AIM OF THE EXERCISE — The result should be every line in the data below that carries the string "When".
┄┄┄┄┄┄┄┄┄┄┄┄┄┄┄┄┄┄┄┄
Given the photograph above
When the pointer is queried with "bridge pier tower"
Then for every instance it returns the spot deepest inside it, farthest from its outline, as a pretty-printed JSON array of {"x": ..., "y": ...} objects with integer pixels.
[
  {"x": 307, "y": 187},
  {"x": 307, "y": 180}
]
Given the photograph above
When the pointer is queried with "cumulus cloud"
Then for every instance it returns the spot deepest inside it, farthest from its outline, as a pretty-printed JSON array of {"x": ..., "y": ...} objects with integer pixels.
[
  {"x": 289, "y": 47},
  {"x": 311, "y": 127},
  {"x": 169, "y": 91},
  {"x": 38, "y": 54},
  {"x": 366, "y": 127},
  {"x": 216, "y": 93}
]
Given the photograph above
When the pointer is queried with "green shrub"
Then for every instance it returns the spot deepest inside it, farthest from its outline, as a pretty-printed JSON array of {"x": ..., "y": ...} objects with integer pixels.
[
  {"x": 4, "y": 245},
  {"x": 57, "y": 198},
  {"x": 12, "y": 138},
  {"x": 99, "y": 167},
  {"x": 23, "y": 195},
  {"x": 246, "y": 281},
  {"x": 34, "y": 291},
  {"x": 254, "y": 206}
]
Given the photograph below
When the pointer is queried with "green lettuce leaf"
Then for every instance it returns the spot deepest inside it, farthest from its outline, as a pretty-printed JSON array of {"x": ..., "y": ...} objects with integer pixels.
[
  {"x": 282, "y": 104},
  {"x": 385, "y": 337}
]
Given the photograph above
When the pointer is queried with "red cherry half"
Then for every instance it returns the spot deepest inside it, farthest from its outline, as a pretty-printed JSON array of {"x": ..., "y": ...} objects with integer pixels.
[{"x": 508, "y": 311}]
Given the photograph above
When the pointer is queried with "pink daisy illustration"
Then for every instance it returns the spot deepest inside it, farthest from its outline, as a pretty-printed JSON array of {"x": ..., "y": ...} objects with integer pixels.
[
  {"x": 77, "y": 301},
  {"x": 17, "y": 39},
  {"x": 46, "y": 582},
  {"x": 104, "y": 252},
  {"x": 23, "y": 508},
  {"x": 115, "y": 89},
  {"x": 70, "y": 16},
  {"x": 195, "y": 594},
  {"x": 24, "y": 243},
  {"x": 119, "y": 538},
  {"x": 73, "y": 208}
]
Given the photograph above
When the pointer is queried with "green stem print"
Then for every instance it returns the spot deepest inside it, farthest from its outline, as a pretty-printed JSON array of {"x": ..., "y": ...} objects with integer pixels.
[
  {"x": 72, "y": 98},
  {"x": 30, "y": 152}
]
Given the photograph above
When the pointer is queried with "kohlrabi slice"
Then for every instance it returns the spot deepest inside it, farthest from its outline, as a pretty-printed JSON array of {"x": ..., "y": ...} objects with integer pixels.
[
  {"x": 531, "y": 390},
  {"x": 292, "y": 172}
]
┄┄┄┄┄┄┄┄┄┄┄┄┄┄┄┄┄┄┄┄
RESPONSE —
When the pointer is queried with "bridge pier tower"
When the pointer is queried with "cumulus cloud"
When the pointer is queried with "green shrub"
When the pointer is queried with "green lettuce leaf"
When the pointer is queried with "red cherry half"
When the pointer is queried with "pink daisy illustration"
When the pointer is queried with "green stem print"
When the pointer is queried with "kohlrabi slice"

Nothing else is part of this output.